This procedure, also called bone realignment, is designed to improve the movement of the patella (the kneecap) to correct patellar tracking disorder. The procedure usually requires hospitalization and general anesthesia.

Incision Made
After anesthesia is administered, the surgeon makes a four- to six-inch incision over the tibial tubercle.

Tubercle Detached
The surgeon uses a bone chisel and/or a surgical saw to partially or completely detach the tibial tubercle from the tibia. The patellar tendon, which connects the patella to the tibia, remains connected to the tubercle.

Tubercle Realigned
The tibial tubercle is realigned with the patella in a position that allows for proper movement when the knee bends. Once in place, the bone is reattached to the tibia with a metal plate, wires or screws. The attachment parts are permanent unless they cause pain. If they do, they can be removed after the bone has healed in its new position.

##############################

Instructions:
**1.** In the tibial tubercle procedure text, how long is the incision the surgeon makes over the tibial tubercle?
**2.** Pick up the tibial tubercle procedure text after its last sentence and keep writing it.
The rows after this point aren't needed.

##############################

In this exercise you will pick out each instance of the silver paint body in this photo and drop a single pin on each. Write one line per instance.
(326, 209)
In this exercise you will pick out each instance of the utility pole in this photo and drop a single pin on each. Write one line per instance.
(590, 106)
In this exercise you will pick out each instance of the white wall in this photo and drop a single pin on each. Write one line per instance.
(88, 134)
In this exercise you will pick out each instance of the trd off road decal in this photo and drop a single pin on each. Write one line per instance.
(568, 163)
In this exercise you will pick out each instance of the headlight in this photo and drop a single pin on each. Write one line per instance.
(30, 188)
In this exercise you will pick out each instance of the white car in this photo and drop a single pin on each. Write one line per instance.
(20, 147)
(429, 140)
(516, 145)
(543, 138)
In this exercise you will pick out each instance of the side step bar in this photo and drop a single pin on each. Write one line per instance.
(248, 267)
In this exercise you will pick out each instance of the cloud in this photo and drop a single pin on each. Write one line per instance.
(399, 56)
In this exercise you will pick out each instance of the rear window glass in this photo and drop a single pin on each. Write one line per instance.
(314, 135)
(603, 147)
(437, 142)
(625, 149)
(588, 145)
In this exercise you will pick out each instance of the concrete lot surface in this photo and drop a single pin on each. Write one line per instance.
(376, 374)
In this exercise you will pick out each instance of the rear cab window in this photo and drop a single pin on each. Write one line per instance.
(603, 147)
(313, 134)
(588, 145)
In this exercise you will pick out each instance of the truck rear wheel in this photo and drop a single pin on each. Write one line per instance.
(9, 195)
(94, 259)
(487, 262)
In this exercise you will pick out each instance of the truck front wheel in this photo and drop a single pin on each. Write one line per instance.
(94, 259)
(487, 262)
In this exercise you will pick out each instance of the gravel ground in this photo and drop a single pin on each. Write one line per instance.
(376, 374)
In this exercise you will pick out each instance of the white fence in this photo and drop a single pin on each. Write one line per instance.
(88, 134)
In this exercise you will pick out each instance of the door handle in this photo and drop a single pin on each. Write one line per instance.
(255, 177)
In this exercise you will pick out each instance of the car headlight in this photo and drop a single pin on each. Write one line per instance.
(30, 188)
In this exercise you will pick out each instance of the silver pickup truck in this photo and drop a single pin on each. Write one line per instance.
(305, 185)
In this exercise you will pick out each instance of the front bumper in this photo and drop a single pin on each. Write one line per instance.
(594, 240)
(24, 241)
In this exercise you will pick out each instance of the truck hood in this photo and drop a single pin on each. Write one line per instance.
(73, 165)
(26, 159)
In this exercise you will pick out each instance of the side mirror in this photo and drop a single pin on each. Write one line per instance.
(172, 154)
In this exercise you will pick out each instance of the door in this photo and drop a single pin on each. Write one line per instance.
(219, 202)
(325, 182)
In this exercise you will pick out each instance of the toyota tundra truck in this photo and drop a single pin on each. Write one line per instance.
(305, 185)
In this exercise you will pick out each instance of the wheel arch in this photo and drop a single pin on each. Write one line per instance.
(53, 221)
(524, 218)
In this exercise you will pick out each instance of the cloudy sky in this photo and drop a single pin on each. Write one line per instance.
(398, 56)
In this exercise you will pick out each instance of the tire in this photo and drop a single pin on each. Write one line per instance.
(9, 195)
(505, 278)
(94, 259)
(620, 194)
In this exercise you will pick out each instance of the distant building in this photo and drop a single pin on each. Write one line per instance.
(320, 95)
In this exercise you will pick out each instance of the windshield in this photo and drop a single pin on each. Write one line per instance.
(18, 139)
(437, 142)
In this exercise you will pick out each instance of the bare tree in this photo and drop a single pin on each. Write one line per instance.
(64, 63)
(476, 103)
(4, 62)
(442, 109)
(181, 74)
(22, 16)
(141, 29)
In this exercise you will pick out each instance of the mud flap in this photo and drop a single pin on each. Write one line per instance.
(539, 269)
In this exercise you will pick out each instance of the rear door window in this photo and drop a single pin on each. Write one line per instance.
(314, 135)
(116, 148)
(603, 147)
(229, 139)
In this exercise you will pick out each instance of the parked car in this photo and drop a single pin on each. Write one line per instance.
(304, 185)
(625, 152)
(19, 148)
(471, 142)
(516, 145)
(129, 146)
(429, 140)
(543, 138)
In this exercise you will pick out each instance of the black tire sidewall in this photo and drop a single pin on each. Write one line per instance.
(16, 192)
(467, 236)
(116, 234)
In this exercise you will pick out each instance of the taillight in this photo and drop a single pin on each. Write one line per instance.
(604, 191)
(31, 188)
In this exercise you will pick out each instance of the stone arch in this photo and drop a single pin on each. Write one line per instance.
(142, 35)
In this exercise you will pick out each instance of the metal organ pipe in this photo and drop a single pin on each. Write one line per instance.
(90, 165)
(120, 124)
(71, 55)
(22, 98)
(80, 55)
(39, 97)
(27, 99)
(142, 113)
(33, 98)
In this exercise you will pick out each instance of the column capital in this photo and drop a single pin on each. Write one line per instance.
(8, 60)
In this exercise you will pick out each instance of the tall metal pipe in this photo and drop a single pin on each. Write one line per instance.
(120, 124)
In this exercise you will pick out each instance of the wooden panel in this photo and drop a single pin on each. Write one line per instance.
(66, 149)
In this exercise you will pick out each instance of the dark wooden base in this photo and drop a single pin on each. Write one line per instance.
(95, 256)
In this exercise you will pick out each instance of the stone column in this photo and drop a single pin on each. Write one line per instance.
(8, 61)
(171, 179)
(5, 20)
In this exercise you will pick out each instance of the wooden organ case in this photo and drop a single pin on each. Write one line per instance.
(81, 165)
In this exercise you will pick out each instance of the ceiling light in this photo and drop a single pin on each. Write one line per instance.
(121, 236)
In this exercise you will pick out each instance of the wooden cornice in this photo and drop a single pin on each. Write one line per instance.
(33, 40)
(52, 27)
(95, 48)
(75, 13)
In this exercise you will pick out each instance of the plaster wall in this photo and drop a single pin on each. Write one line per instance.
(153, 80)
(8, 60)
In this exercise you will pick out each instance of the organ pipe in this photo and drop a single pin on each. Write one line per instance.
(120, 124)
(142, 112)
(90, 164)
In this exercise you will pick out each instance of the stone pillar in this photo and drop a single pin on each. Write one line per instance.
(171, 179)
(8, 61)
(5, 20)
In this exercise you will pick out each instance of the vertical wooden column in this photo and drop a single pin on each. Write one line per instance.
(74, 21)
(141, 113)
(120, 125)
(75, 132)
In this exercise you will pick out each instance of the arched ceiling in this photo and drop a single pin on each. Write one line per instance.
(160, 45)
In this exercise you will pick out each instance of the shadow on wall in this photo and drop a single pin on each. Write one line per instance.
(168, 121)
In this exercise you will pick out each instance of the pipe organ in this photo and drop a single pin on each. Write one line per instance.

##############################

Results for the exercise:
**1.** Four to six inches.

**2.**
Patella Adjusted
In some cases, attachments on either side of the patella may be loosened or tightened to ensure proper alignment of the patella. This procedure is called lateral release and medial imbrication.

End of Procedure
The incision is closed with sutures or staples, and a cast or knee immobilizer is placed around the knee to restrict movement. The knee is iced and elevated. The sutures or staples are removed after two to three weeks. The knee will be swollen and crutches may be necessary for four to six weeks, with physical therapy to follow. Complete recovery may take six months to a year.